*Task to carry out*.
For this exercise, transcribe all of the entries exactly.

*Record extracts*.
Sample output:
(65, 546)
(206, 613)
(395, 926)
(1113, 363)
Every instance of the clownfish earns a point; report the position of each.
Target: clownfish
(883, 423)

*Reply*.
Sample output:
(65, 546)
(206, 613)
(395, 926)
(1113, 363)
Every instance of the clownfish earns a point; report the position of each.
Target: clownfish
(883, 423)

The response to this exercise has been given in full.